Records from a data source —
-------
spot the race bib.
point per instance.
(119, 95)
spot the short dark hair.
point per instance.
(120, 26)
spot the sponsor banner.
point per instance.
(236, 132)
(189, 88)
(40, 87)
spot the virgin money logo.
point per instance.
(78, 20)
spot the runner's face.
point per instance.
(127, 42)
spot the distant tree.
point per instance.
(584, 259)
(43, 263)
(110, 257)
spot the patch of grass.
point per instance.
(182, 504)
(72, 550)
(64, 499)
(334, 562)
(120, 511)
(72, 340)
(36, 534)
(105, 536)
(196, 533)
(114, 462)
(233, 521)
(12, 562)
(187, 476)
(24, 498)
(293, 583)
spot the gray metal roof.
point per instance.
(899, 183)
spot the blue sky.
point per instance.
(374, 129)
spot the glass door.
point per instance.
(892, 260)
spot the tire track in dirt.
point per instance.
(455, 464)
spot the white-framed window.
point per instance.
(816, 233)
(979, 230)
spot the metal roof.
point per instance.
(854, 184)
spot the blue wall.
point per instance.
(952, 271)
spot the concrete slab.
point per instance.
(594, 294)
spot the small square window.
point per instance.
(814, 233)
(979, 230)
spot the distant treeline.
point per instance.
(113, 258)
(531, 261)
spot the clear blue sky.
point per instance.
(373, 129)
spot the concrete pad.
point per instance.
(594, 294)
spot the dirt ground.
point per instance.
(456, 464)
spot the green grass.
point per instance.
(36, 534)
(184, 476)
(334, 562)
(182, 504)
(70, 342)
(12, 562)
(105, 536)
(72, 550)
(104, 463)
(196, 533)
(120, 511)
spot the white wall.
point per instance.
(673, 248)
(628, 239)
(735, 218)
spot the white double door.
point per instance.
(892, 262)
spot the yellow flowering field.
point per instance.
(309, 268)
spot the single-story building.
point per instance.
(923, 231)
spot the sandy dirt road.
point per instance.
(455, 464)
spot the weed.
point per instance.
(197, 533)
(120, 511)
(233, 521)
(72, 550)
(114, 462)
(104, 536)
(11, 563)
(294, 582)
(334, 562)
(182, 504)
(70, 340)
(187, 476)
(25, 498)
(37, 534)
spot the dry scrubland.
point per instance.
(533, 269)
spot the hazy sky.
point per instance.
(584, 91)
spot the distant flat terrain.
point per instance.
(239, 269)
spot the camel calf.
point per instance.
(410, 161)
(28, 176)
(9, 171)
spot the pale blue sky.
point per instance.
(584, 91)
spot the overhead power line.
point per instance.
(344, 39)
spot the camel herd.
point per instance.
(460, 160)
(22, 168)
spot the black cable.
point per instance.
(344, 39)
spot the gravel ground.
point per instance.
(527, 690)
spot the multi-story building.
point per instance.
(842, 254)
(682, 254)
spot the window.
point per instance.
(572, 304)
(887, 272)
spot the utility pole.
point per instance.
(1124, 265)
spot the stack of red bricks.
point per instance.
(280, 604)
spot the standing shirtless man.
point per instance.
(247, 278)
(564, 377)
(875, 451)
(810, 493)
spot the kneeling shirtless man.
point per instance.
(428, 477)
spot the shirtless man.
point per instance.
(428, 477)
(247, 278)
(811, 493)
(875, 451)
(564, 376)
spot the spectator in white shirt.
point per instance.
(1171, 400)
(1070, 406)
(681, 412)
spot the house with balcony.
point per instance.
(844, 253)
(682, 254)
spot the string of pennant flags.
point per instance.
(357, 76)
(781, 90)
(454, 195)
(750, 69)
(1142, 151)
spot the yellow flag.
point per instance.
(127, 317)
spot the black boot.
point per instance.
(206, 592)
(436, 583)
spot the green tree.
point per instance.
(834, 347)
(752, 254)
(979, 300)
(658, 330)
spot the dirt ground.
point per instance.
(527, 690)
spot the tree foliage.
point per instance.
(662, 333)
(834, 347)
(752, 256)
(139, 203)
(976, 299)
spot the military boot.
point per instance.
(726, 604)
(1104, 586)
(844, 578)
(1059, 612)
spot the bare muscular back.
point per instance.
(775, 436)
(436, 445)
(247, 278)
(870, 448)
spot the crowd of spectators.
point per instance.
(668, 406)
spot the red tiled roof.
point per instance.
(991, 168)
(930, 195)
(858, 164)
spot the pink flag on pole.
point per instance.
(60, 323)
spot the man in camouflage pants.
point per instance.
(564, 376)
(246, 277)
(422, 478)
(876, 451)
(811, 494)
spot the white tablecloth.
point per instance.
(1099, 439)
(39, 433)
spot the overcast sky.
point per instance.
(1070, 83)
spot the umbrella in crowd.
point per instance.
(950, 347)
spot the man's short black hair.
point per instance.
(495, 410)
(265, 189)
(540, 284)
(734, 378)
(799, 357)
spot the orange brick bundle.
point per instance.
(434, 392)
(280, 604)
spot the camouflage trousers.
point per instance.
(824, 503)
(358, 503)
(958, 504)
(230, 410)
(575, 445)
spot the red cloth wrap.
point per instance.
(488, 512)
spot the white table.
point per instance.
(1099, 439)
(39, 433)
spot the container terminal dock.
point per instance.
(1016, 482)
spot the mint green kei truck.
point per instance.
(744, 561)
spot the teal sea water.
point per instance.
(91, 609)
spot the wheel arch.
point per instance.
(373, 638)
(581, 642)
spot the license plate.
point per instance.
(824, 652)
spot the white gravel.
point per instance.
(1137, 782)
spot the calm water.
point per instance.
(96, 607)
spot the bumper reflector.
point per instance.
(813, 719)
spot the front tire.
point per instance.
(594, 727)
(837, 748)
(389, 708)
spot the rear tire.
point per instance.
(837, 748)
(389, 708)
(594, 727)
-------
EXERCISE BRIEF — Copy all of the data exactly.

TASK RESPONSE —
spot the race bib.
point per instance.
(119, 95)
spot the short dark hair.
point per instance.
(120, 26)
spot the sponsor banner.
point per instance.
(236, 132)
(189, 88)
(40, 87)
spot the virgin money logo.
point per instance.
(78, 20)
spot the runner's face.
point per instance.
(127, 42)
spot the distant tree.
point per instance.
(584, 259)
(43, 263)
(110, 257)
spot the patch of grass.
point per instance.
(182, 504)
(72, 550)
(64, 499)
(334, 562)
(120, 511)
(72, 340)
(36, 534)
(105, 536)
(196, 533)
(114, 462)
(233, 521)
(12, 562)
(187, 476)
(24, 498)
(293, 583)
spot the gray metal roof.
point per instance.
(899, 183)
spot the blue sky.
point per instance.
(374, 129)
spot the glass door.
point per instance.
(892, 260)
spot the tire track in dirt.
point per instance.
(455, 464)
spot the white-framed window.
point per instance.
(816, 233)
(979, 230)
spot the metal roof.
point per instance.
(854, 184)
spot the blue wall.
point per instance.
(952, 271)
spot the concrete slab.
point per instance.
(594, 294)
spot the small square window.
point per instance.
(814, 233)
(979, 230)
spot the distant treeline.
point per instance.
(113, 258)
(531, 261)
spot the clear blue sky.
point per instance.
(373, 129)
spot the concrete pad.
point per instance.
(594, 294)
spot the dirt ground.
point per instance.
(456, 464)
spot the green grass.
point per instance.
(36, 534)
(184, 476)
(334, 562)
(182, 504)
(70, 342)
(12, 562)
(105, 536)
(72, 550)
(104, 463)
(196, 533)
(120, 511)
spot the white wall.
point per instance.
(673, 248)
(628, 239)
(735, 218)
spot the white double door.
point per instance.
(892, 262)
spot the yellow flowering field.
point per instance.
(309, 268)
spot the single-story building.
point per instance.
(923, 231)
spot the sandy dirt road.
point per instance.
(455, 464)
spot the weed.
point per instance.
(197, 533)
(120, 511)
(233, 521)
(72, 550)
(114, 462)
(104, 536)
(11, 563)
(294, 582)
(334, 562)
(182, 504)
(70, 340)
(187, 476)
(25, 498)
(37, 534)
spot the dry scrubland.
point per instance.
(533, 269)
spot the hazy sky.
point per instance.
(584, 91)
spot the distant flat terrain.
point per instance.
(239, 269)
spot the camel calf.
point per instance.
(410, 161)
(28, 176)
(9, 171)
spot the pale blue sky.
point per instance.
(584, 91)
spot the overhead power line.
point per instance.
(344, 39)
spot the camel herd.
point per instance.
(460, 160)
(22, 168)
spot the black cable.
point per instance.
(344, 39)
spot the gravel ground.
point per instance.
(527, 690)
spot the multi-story building.
point per instance.
(842, 254)
(682, 254)
spot the window.
point per instance.
(572, 304)
(887, 272)
spot the utility pole.
point per instance.
(1124, 265)
spot the stack of red bricks.
point per instance.
(280, 604)
spot the standing shirtless man.
point per instance.
(247, 278)
(564, 377)
(875, 451)
(810, 493)
spot the kneeling shirtless man.
point per instance.
(428, 477)
spot the shirtless man.
point per instance.
(428, 477)
(247, 278)
(811, 493)
(875, 451)
(564, 376)
spot the spectator in white shirt.
point per instance.
(1171, 400)
(1070, 406)
(681, 412)
spot the house with balcony.
point per instance.
(844, 253)
(682, 254)
spot the string of pennant flags.
point per instance.
(357, 76)
(781, 90)
(454, 195)
(750, 69)
(1142, 151)
spot the yellow flag.
point per instance.
(127, 317)
spot the black boot.
point per instance.
(206, 592)
(436, 583)
spot the green tree.
point per instance.
(834, 347)
(752, 254)
(979, 300)
(658, 330)
spot the dirt ground.
point per instance.
(527, 690)
spot the tree foliage.
point per instance.
(662, 333)
(834, 347)
(752, 256)
(139, 203)
(976, 299)
spot the military boot.
point per instance.
(726, 604)
(1104, 586)
(844, 578)
(1059, 612)
spot the bare muscular back.
point per instance.
(775, 436)
(436, 445)
(247, 278)
(870, 448)
spot the crowd of spectators.
point per instance.
(668, 406)
spot the red tiled roof.
point per instance.
(991, 168)
(930, 195)
(858, 164)
spot the pink flag on pole.
point per instance.
(60, 323)
spot the man in camouflage pants.
point per instance.
(564, 376)
(246, 277)
(422, 478)
(876, 451)
(811, 494)
spot the white tablecloth.
point per instance.
(1099, 439)
(39, 433)
spot the overcast sky.
point per instance.
(1070, 83)
spot the umbrella in crowd.
point per instance.
(950, 347)
spot the man's short black hair.
point per instance.
(495, 410)
(265, 189)
(540, 284)
(734, 378)
(799, 357)
spot the orange brick bundle.
point per instance.
(434, 392)
(280, 604)
spot the camouflage trousers.
point per instance.
(824, 503)
(358, 503)
(958, 504)
(230, 410)
(575, 445)
spot the red cloth wrap.
point per instance.
(488, 512)
spot the white table.
point per instance.
(1099, 439)
(39, 433)
spot the container terminal dock.
point per instance.
(1016, 482)
spot the mint green kei truck.
point per instance.
(744, 561)
spot the teal sea water.
point per instance.
(91, 609)
spot the wheel arch.
point per instance.
(373, 638)
(581, 642)
spot the license plate.
point per instance.
(824, 652)
spot the white gravel.
point per instance.
(1137, 782)
spot the calm water.
point per instance.
(96, 607)
spot the bumper reflector.
point per instance.
(813, 719)
spot the front tire.
point per instance.
(594, 727)
(837, 748)
(389, 708)
spot the rear tire.
point per instance.
(837, 748)
(389, 708)
(594, 727)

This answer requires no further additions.